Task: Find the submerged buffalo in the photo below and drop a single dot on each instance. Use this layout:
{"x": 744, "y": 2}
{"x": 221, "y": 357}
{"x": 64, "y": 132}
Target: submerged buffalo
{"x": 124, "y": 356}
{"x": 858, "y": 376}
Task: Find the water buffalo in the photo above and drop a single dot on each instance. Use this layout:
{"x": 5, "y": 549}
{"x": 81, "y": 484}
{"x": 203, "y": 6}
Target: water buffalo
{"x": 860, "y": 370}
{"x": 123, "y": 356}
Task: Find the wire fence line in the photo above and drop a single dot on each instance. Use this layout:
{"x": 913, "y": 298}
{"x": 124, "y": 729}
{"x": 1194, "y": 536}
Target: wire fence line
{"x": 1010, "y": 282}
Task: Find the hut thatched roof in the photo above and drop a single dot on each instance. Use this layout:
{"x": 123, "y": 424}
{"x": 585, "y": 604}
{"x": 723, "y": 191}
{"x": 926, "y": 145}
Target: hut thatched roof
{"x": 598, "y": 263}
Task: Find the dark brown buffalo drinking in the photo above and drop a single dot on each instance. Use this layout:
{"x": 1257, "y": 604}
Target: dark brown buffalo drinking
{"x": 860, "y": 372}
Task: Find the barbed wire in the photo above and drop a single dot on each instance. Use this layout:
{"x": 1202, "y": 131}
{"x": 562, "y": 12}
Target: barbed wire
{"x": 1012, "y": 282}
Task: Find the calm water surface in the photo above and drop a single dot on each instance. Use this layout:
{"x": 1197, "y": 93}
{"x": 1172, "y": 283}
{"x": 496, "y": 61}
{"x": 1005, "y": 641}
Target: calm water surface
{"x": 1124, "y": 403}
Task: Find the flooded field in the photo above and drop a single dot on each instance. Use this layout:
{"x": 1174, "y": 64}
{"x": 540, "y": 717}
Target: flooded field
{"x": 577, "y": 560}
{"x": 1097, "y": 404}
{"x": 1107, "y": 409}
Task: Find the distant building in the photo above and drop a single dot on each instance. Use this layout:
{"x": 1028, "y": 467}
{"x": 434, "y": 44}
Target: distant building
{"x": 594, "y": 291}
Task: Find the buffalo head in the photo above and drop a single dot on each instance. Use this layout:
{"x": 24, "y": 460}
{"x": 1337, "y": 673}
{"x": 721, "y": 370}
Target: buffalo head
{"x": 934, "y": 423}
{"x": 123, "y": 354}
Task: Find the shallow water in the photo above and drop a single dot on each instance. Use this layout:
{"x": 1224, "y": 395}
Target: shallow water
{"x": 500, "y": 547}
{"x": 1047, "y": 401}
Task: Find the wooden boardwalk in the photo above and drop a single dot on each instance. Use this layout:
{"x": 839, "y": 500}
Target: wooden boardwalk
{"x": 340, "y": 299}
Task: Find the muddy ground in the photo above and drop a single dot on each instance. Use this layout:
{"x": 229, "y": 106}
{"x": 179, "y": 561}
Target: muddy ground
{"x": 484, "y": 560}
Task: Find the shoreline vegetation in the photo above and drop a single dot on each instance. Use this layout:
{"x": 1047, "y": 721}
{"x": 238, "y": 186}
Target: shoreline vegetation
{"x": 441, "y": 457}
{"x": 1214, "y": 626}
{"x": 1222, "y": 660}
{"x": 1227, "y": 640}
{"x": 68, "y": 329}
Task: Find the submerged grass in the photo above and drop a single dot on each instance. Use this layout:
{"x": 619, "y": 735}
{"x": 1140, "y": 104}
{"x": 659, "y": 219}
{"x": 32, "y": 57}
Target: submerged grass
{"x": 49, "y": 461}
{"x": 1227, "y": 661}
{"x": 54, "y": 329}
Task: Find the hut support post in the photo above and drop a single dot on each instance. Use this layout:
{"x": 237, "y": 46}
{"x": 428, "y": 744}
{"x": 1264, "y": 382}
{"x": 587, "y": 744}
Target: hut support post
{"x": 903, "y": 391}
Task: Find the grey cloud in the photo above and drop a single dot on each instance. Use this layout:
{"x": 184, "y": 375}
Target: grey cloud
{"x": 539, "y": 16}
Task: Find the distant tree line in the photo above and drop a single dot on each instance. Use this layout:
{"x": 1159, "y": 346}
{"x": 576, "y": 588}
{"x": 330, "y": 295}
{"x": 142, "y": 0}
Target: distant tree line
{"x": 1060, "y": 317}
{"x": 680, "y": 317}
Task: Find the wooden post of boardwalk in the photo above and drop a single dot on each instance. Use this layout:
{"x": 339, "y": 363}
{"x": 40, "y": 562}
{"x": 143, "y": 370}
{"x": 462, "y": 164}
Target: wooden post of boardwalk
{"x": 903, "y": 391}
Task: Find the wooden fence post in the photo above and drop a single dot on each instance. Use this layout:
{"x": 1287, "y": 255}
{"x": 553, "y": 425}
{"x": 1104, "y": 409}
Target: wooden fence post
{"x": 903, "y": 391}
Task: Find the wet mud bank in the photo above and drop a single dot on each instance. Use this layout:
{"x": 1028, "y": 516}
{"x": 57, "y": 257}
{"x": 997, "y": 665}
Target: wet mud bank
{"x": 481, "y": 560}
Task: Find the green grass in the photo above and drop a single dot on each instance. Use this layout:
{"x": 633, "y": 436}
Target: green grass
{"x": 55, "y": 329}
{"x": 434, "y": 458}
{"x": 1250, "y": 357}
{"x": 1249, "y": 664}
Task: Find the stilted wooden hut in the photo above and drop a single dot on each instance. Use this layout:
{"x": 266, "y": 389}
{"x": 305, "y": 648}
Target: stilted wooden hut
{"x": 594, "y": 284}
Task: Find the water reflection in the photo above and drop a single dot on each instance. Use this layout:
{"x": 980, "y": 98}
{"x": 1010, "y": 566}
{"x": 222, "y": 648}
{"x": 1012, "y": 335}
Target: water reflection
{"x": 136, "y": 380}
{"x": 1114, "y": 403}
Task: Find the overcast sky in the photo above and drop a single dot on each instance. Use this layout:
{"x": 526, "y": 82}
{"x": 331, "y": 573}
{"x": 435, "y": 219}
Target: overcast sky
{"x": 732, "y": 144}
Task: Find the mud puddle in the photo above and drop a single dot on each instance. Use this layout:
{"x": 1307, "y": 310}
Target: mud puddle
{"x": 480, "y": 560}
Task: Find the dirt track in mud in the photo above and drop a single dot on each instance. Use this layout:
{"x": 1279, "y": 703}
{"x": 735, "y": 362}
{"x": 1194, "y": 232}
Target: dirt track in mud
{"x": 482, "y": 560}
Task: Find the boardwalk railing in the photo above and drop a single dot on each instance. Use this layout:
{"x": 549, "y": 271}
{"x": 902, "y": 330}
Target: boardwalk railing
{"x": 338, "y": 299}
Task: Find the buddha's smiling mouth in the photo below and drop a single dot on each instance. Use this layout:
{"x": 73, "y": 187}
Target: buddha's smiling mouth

**Task description:**
Take the entries above and transcribe them exactly.

**The result:**
Task: Find the submerged buffalo in the photo below and drop a single dot on each instance. Use this layout:
{"x": 744, "y": 2}
{"x": 221, "y": 357}
{"x": 64, "y": 132}
Target: submerged buffalo
{"x": 124, "y": 356}
{"x": 858, "y": 376}
Task: Find the water buffalo in the photo above and drop a single dot on each instance. Use this layout:
{"x": 5, "y": 549}
{"x": 81, "y": 484}
{"x": 203, "y": 6}
Target: water buffalo
{"x": 860, "y": 370}
{"x": 123, "y": 356}
Task: Find the wire fence line in the photo above and drop a single dot on each instance. Use this layout:
{"x": 913, "y": 298}
{"x": 124, "y": 729}
{"x": 1194, "y": 536}
Target: wire fence line
{"x": 1010, "y": 282}
Task: Find the hut thatched roof in the photo above and drop a single dot on each instance. Use this layout:
{"x": 123, "y": 424}
{"x": 585, "y": 604}
{"x": 723, "y": 191}
{"x": 926, "y": 145}
Target: hut thatched roof
{"x": 598, "y": 263}
Task: Find the dark brown buffalo drinking in the photo above and drop a single dot on each instance. Use this layout:
{"x": 1257, "y": 604}
Target: dark brown buffalo drinking
{"x": 860, "y": 372}
Task: Find the barbed wire in the photo above and drop a single dot on each instance. Use this layout:
{"x": 1202, "y": 131}
{"x": 562, "y": 12}
Target: barbed wire
{"x": 1012, "y": 282}
Task: Find the calm water surface in the photo above and drop a single dot on each instance. Use this layout:
{"x": 1197, "y": 93}
{"x": 1172, "y": 283}
{"x": 496, "y": 61}
{"x": 1005, "y": 641}
Target: calm water surface
{"x": 1124, "y": 403}
Task: Find the flooded field in the photo above and drop a single dot on each instance. Use this layout:
{"x": 1174, "y": 64}
{"x": 540, "y": 717}
Target: flooded field
{"x": 577, "y": 560}
{"x": 1097, "y": 404}
{"x": 1107, "y": 409}
Task: Find the distant building in the photo above and drop a single dot on each instance. Use this layout:
{"x": 1028, "y": 467}
{"x": 434, "y": 44}
Target: distant building
{"x": 594, "y": 291}
Task: Find the buffalo head in the photo above and drop a single dot on each instance. Use this layout:
{"x": 24, "y": 460}
{"x": 1337, "y": 673}
{"x": 721, "y": 370}
Target: buffalo head
{"x": 934, "y": 423}
{"x": 123, "y": 354}
Task: Find the shallow water in the photo above and drop a single dot on each instance. Use this layout:
{"x": 1224, "y": 395}
Target: shallow water
{"x": 500, "y": 547}
{"x": 1047, "y": 401}
Task: Find the wooden boardwalk in the photo above and drop a single dot on each instance. Use this layout:
{"x": 839, "y": 500}
Target: wooden boardwalk
{"x": 340, "y": 299}
Task: Find the muddy ground in the photo above and drop a single dot on each instance. Use this layout:
{"x": 229, "y": 106}
{"x": 179, "y": 561}
Target: muddy ground
{"x": 484, "y": 560}
Task: Find the shoreline vegetation in the photo above and drop a single dot on each instance. Use this layout:
{"x": 1047, "y": 721}
{"x": 238, "y": 186}
Target: shoreline vegetation
{"x": 441, "y": 457}
{"x": 1214, "y": 626}
{"x": 1222, "y": 660}
{"x": 1227, "y": 640}
{"x": 68, "y": 329}
Task: Find the submerged grass in the photo above and drop a single dot on each instance. Use this layout:
{"x": 619, "y": 735}
{"x": 1140, "y": 104}
{"x": 659, "y": 219}
{"x": 32, "y": 57}
Target: submerged grass
{"x": 49, "y": 461}
{"x": 1227, "y": 661}
{"x": 54, "y": 329}
Task: Find the hut support post in the photo above and drop a single dot on each instance. Use this layout:
{"x": 237, "y": 46}
{"x": 428, "y": 744}
{"x": 1264, "y": 382}
{"x": 587, "y": 744}
Target: hut support post
{"x": 903, "y": 391}
Task: Find the grey cloud in the photo above and drop a single dot on each instance. Use this layout:
{"x": 184, "y": 375}
Target: grey cloud
{"x": 539, "y": 16}
Task: Find the distant tree line in the photo above and drop a single dot on each instance. Use this layout:
{"x": 1159, "y": 346}
{"x": 576, "y": 588}
{"x": 330, "y": 295}
{"x": 142, "y": 0}
Target: distant tree line
{"x": 1060, "y": 317}
{"x": 680, "y": 317}
Task: Find the wooden post of boardwalk in the photo above and drop a single dot on each instance. Use this layout:
{"x": 339, "y": 363}
{"x": 40, "y": 562}
{"x": 143, "y": 370}
{"x": 462, "y": 164}
Target: wooden post of boardwalk
{"x": 903, "y": 391}
Task: Find the wooden fence post in the photo above and drop a single dot on each instance. Use this layout:
{"x": 1287, "y": 255}
{"x": 553, "y": 425}
{"x": 1104, "y": 409}
Target: wooden fence post
{"x": 903, "y": 391}
Task: Find the wet mud bank in the photo above and drop a single dot on each instance. Use this layout:
{"x": 1028, "y": 516}
{"x": 57, "y": 257}
{"x": 997, "y": 665}
Target: wet mud bank
{"x": 481, "y": 560}
Task: Find the green grass in the photo above and drop a single dot on each instance. Use this layout:
{"x": 633, "y": 436}
Target: green grass
{"x": 55, "y": 329}
{"x": 434, "y": 458}
{"x": 1250, "y": 357}
{"x": 1249, "y": 664}
Task: Find the stilted wooden hut in the photo above and drop a single dot on each instance. Use this layout:
{"x": 266, "y": 389}
{"x": 305, "y": 648}
Target: stilted wooden hut
{"x": 594, "y": 284}
Task: Find the water reflection in the photo above and drop a single dot on each instance. Use this layout:
{"x": 980, "y": 98}
{"x": 1010, "y": 566}
{"x": 222, "y": 648}
{"x": 1012, "y": 335}
Target: water reflection
{"x": 136, "y": 380}
{"x": 1114, "y": 403}
Task: Find the overcast sky in the photo above and drop a single dot on each instance. Use this layout:
{"x": 526, "y": 82}
{"x": 331, "y": 573}
{"x": 435, "y": 219}
Target: overcast sky
{"x": 732, "y": 144}
Task: Find the mud puddle in the photo above and drop a single dot on each instance. Use this layout:
{"x": 1307, "y": 310}
Target: mud puddle
{"x": 480, "y": 560}
Task: Find the dirt track in mud in the photo above and drop a single dot on each instance. Use this layout:
{"x": 1279, "y": 703}
{"x": 735, "y": 362}
{"x": 1194, "y": 232}
Target: dirt track in mud
{"x": 482, "y": 560}
Task: Find the boardwalk railing in the photo above and drop a single dot on each instance. Use this layout:
{"x": 549, "y": 271}
{"x": 902, "y": 330}
Target: boardwalk railing
{"x": 338, "y": 299}
Task: Find the buddha's smiling mouth in the photo below and drop a single dot on each instance. Use this layout:
{"x": 73, "y": 187}
Target: buddha's smiling mouth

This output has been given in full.